- **Что сделать**:
1. Ответьте по тексту о Чехове на вопросы, каждый ответ дайте с той же буквой:
(a) Каких трех писателей автор называет крупными звездами Запада?
(b) Где появились последние три рассказа г-на Чехова?
(c) После чьей смерти место первоклассного новеллиста на Западе осталось вакантным?
2. Проверьте по тексту о Чехове, верны ли утверждения. На каждое ответьте «да» или «нет» и приведите решающие слова текста:
(a) «В сетях» — это сборник г-на Вересаева.
(b) «Ночные тени» г-на Булыгина напечатаны в «Русском богатстве».
(c) Автор считает, что отечественная беллетристика сильно уступает иностранной.
3. Выпишите из текста о Чехове всё, что стоит между словами «И, тем не менее, интерес» и словами «жгучи и значительны.», включая их самих.

- **Исходный текст**:
Каждое новое произведение г-на Чехова вызывает живейший интерес, и не потому что изящная литература последнего времени оскудела талантами, перестала привлекать читателя однообразием или скудостью содержания, измельчала или ударилась в исключительные крайности декадентства или символистики. Ничуть не бывало. Если сравнивать нашу родную беллетристику с иностранной, право, мы вовсе не так уж обижены судьбой. На Западе выступают две-три крупные звезды, вроде Золя во Франции, Гауптмана в Германии, Ибсена в норвежской литературе, около которых группируются несколько меньших светил, а затем расстилается обширное поле дарований, приближающихся к посредственности, мелких метеоров, блистающих на мгновение, чтобы исчезнуть бесследно. У нас, при всей ограниченности пределов доступного литературе, при всей затрудненности проникновения новых веяний жизни в журналистику, при всей минорности тона, в котором – хочешь не хочешь – приходится говорить и живописать, что в общем не может не отражаться самым тяжким образом на содержании и жизненности беллетристики, – не теряют силы старшие по времени таланты, каковы гг. Потапенко, Станюкович, Мамин-Сибиряк, Боборыкин, Короленко, и наряду с ними каждый день выдвигает все новых и новых, о чем ярко свидетельствуют наши серьезные журналы, в каждой книжке которых вы встречаете новое имя. В этом отношении особенно велики заслуги «Русского богатства», на страницах которого, если даже взять две-три последних книжки журнала, можно найти ряд новых писателей, отличающихся несомненно искрой таланта, вдумчивостью и оригинальностью. Таковы, например, за последнее время напечатанные в этом журнале произведения – г-на Булыгина «Ночные тени», г-на Александровского превосходные очерки, полные юмора и теплоты, г-на Кузьменка «Жизнь». Отдельные издания рассказов наших несомненно ярких писателей, как г. Горький, или затрагивающих серьезнейшие вопросы современности, как «Очерки и рассказы» г-на Вересаева, новые якутские рассказы г-на Серошевского («В сетях»), – разве все это, взятое в целом, не говорит о неумолчном биении «живой» силы в беллетристике, – силы, далекой от оскудения и слабости, от декадентских кривляний и жалких попыток к символизму, вымученной манерности и ломания, в значительной степени характеризующих литературу Запада за последнее время?
И, тем не менее, интерес к произведениям г-на Чехова нельзя даже сравнить с тем отношением, какое высказывается к другим авторам. Причина этого лежит не только в том, что пред нами первоклассный новеллист, не имеющий себе равного, пожалуй, даже и на Западе, где за смертью Ги де Мопассана это место осталось вакантным. Есть что-то в последних произведениях г-на Чехова, что усугубляет их содержание, быть может, помимо воли самого автора, придает им какую-то терпкость и остроту, волнует и причиняет острую боль читателю. Читатели, конечно, помнят его «Мужиков» и «Моя жизнь», из-за которых столько копий ломалось в свое время, что одно уже указывает на их выдающееся общественное значение. Но его последние три рассказа, появившиеся в летних книжках «Русской мысли», не менее глубоки, жгучи и значительны.

Записи для определения положения
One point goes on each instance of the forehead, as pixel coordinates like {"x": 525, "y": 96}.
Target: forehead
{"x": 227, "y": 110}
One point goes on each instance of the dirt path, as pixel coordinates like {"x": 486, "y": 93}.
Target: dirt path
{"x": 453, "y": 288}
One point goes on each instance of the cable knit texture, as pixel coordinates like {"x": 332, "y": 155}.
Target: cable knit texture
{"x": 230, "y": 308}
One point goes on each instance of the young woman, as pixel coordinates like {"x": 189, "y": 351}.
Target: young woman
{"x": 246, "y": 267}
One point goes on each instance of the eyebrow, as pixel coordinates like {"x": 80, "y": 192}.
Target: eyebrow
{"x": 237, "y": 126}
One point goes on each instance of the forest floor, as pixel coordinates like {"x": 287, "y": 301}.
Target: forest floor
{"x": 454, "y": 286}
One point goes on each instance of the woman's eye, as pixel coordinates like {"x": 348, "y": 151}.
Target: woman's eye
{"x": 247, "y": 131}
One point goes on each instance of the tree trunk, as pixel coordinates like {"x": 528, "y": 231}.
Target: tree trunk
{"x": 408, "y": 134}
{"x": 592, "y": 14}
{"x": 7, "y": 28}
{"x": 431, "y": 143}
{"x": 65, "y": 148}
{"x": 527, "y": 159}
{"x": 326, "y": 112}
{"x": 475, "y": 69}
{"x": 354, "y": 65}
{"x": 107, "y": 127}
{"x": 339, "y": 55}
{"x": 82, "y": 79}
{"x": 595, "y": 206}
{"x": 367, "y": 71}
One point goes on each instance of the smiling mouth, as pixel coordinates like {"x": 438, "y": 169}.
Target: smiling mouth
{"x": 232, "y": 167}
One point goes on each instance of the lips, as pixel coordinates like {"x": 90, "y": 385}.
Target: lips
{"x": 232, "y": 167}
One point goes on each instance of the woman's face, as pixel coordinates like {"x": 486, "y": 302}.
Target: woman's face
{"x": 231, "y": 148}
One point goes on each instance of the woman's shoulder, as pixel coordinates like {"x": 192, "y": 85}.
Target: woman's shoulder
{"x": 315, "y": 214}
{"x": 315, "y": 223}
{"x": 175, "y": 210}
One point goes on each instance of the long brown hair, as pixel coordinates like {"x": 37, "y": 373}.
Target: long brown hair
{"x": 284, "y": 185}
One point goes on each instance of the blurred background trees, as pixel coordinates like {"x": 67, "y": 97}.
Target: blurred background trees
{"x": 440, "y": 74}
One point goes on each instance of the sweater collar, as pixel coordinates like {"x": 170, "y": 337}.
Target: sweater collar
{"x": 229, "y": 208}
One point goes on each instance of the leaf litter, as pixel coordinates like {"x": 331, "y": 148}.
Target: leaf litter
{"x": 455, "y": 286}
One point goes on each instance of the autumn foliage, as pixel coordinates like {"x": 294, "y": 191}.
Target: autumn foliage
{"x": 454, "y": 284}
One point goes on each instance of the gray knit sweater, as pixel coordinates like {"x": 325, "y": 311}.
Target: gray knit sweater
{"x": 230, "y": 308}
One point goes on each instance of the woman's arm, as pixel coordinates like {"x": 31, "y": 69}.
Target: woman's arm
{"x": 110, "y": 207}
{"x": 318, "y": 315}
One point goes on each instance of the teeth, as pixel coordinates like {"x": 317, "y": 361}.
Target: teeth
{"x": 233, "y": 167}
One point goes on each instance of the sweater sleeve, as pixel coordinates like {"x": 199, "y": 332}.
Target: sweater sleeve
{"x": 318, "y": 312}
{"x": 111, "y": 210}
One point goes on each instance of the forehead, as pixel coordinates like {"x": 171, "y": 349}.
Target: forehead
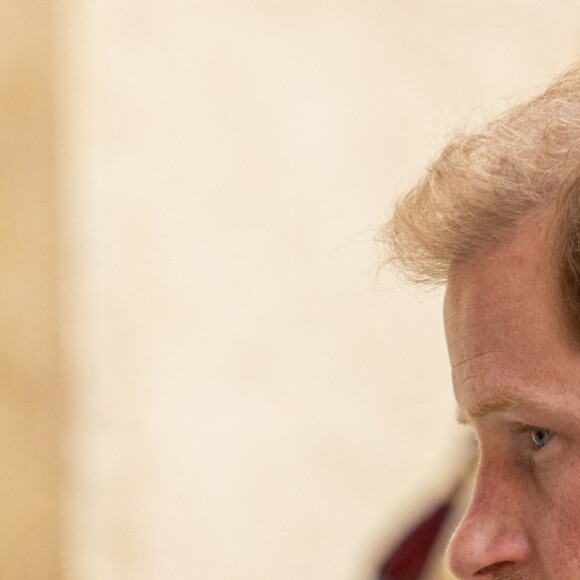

- **Ответы**:
1.
(a) Золя во Франции, Гауптмана в Германии и Ибсена в норвежской литературе.
(b) В летних книжках «Русской мысли».
(c) После смерти Ги де Мопассана.

2.
(a) Нет: «„Очерки и рассказы“ г-на Вересаева, новые якутские рассказы г-на Серошевского („В сетях“)».
(b) Да: «Таковы, например, за последнее время напечатанные в этом журнале произведения – г-на Булыгина „Ночные тени“».
(c) Нет: «Если сравнивать нашу родную беллетристику с иностранной, право, мы вовсе не так уж обижены судьбой».

3.
И, тем не менее, интерес к произведениям г-на Чехова нельзя даже сравнить с тем отношением, какое высказывается к другим авторам. Причина этого лежит не только в том, что пред нами первоклассный новеллист, не имеющий себе равного, пожалуй, даже и на Западе, где за смертью Ги де Мопассана это место осталось вакантным. Есть что-то в последних произведениях г-на Чехова, что усугубляет их содержание, быть может, помимо воли самого автора, придает им какую-то терпкость и остроту, волнует и причиняет острую боль читателю. Читатели, конечно, помнят его «Мужиков» и «Моя жизнь», из-за которых столько копий ломалось в свое время, что одно уже указывает на их выдающееся общественное значение. Но его последние три рассказа, появившиеся в летних книжках «Русской мысли», не менее глубоки, жгучи и значительны.